* Aim *
Format every line of the data below as a JSON list of strings, one string per line, skipping any blank lines.

[Rows from an object pointing dataset]
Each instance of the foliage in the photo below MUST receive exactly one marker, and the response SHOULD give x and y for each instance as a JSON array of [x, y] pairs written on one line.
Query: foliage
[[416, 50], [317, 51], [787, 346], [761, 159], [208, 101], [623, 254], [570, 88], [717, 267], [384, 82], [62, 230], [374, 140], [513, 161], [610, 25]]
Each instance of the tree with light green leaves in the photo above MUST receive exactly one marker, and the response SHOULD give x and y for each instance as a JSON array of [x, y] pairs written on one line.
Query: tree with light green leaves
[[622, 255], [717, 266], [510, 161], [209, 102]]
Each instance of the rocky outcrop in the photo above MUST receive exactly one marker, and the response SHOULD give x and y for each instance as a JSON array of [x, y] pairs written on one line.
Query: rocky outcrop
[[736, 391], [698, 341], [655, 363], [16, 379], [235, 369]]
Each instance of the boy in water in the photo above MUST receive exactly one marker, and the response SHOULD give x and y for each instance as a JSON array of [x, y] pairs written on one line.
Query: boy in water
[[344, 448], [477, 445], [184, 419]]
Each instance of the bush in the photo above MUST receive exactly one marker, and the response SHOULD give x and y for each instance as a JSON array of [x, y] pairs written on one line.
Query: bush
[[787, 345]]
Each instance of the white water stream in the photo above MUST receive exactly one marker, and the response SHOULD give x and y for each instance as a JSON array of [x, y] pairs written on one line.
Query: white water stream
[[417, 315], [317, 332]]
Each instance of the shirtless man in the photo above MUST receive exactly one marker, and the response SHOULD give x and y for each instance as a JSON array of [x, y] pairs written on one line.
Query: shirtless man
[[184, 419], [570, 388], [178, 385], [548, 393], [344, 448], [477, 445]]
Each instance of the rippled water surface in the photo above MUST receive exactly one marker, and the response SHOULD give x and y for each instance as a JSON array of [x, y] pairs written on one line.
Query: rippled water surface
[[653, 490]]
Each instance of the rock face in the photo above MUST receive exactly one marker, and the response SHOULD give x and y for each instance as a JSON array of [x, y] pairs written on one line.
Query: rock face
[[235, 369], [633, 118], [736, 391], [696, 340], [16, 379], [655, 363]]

* Exercise output *
[
  "Each instance of the foliage in the photo below MUST receive exactly one marker, and the response SHOULD give x and y for each instance as a JSON array of [x, y] pairs written on one line.",
  "Query: foliage",
  "[[416, 50], [317, 51], [787, 346], [761, 159], [208, 101], [623, 254], [570, 88], [717, 267], [384, 82], [62, 230], [374, 140], [513, 161], [610, 25]]",
  "Each instance of the tree with light green leaves in the photo above MUST receive exactly one marker, and the response SHOULD give x and y for each instance as a JSON array of [x, y] pairs written on one line.",
  "Query: tree with light green leaves",
  "[[622, 255], [717, 266], [510, 161], [209, 102]]",
  "Each instance of the rocky outcrop in the photo above MUST receive exactly one marker, and the response SHOULD give x and y for each instance as a JSON array of [x, y] pairs written on one line.",
  "Query: rocky outcrop",
  "[[736, 391], [698, 341], [655, 363], [16, 379], [235, 369]]",
  "Each instance of the boy in water in the photo above MUST receive exactly one marker, and the response SHOULD give x and y for each instance as a JSON array of [x, y] pairs written on one line.",
  "Query: boy in water",
  "[[344, 448], [477, 445], [184, 419]]",
  "Each instance of the bush in the photo above MUST receive exactly one marker, and the response SHOULD give x and y for each instance as a JSON array of [x, y] pairs written on one line.",
  "Query: bush",
  "[[787, 345]]",
  "Each instance of the white water stream in the photo above MUST receive exactly one marker, and the response SHOULD give x and y for each instance as a JSON array of [x, y] pairs written on one line.",
  "Query: white water stream",
  "[[417, 315], [317, 332]]",
  "Each instance of the shirtless man in the photo above MUST receive exactly one marker, and the response SHOULD give x and y for each instance as a JSON array of [x, y] pairs written on one line.",
  "Query: shirtless man",
  "[[184, 419], [570, 388], [178, 385], [548, 393], [344, 448], [477, 445]]",
  "Each instance of the rippled water surface in the photo above MUST receive exactly one marker, and the response SHOULD give x and y for each instance as a JSON array of [x, y] pairs written on one line.",
  "Query: rippled water surface",
  "[[653, 490]]",
  "Each instance of the rock face in the photo above MUST receive exactly one marker, and the response SHOULD give x and y for each instance as a JSON array of [x, y] pairs written on one line.",
  "Query: rock face",
  "[[235, 369], [633, 118], [736, 391], [696, 340], [16, 379], [655, 363]]"
]